EXERCISE REQUIREMENTS:
1: Judge whether each statement agrees with the classroom library passage below. Answer yes or no for each, and quote the words of the passage that decide it.
(a) During the first week of classes, the teacher carried the books home every day.
(b) The classroom has two cabinets.
(c) The teacher hugged the student who brought the gift-wrapped box.
2: Continue the classroom library passage below from the point where it stops.

======== SOURCE PASSAGE

“Buti pa sa school, maraming kwento. (In school, we have lots of stories.)“
One of the things that has kept my spirits up the past three weeks is seeing my students enjoying our classroom library. During the first week of classes, I would bring my books to school and take them home each day. We only have one cabinet in the room and it’s full of other things already because we share it with a Grade 4 class in the morning. One afternoon, a student approached me and handed me a gift-wrapped box. I asked him what it was for and he said, “Para sa classroom library po natin. (For our classroom library.)“
I was surprised and touched. If the Child Protection Policy did not forbid us from hugging kids, I would’ve hugged him! My students were happy and one even said, “Ayan, mas madali na kumuha. (It’s easier to get books now.)” And from then on, the books were no longer just Teacher’s books – they belonged to our class.
“She reads books as one would breathe air, to fill up and live.”

================
======== MATERIAL

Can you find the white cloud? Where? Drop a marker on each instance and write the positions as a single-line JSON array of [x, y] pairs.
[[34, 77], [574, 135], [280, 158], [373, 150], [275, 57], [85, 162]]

================

ANSWERS FOR THE EXERCISE:
1:
(a) Yes: "During the first week of classes, I would bring my books to school and take them home each day."
(b) No: "We only have one cabinet in the room"
(c) No: "If the Child Protection Policy did not forbid us from hugging kids, I would’ve hugged him!"

2:
Stories, for me, are like strings that weave human experiences together – they allow us to share our humanity and at the same time show us countless possibilities. Lisa Bu, in her TED Talk entitled How Books Can Open Your Mind, said:
“Books have given me a magic portal to connect with people of the past and the present. I know I shall never feel lonely or powerless again. Having a dream shattered really is nothing compared to what many others have suffered. I have come to believe that coming true is not the only purpose of a dream. Its most important purpose is to get us in touch with where dreams come from, where passion comes from, where happiness comes from. Even a shattered dream can do that for you.“
This is probably the gift I want to leave with my students – to get in touch with their dreams and how to make them come true. I believe the best way I could do this is by sharing stories with them and sharing their stories to everyone.
Our class goal is: Kayang-kaya kong abutin ang 100%! (I can reach 100%!). This doesn’t translate to just their scores but it also means doing their best in everything they do. Working with children in the lower sections means being with those who have been labeled as low achievers, balik-aral (students who stopped studying and went back to school after x number of years), non-readers, troublemakers, and the labels go on. Changing their current mindset about what they can and cannot do is definitely challenging.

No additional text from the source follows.